Excerpts of pointing data
::::::
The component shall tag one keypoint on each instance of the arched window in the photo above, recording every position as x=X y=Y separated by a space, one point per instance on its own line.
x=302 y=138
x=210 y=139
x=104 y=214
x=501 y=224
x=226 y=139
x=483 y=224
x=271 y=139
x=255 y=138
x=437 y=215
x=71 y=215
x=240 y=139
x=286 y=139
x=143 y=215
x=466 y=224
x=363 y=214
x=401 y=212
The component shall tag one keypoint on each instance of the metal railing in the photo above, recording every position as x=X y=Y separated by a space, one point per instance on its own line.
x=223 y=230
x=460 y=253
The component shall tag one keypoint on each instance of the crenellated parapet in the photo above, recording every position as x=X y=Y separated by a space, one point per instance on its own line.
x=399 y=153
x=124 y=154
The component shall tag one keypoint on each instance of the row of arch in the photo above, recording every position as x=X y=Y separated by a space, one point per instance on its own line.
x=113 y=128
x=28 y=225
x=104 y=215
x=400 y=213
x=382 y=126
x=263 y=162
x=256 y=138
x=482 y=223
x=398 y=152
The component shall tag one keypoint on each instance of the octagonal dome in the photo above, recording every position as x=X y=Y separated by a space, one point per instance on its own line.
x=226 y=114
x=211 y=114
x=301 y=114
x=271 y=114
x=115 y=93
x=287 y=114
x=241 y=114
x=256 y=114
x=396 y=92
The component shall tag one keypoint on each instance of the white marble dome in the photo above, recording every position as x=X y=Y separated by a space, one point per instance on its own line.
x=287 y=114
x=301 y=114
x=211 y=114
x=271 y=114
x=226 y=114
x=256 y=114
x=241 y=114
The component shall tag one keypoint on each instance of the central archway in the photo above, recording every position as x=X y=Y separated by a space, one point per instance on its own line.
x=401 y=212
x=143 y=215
::::::
--- Problem requirements ---
Reproduce everything in the listing from the line containing "of the central" down to the end of the listing, keeping the request line, and shift every x and y coordinate in the answers up by 98.

--- Task solution ---
The component shall tag one keypoint on each instance of the central archway in the photo above, recording every position as x=X y=Y separated by a space, one point per instance on its own line.
x=499 y=310
x=241 y=313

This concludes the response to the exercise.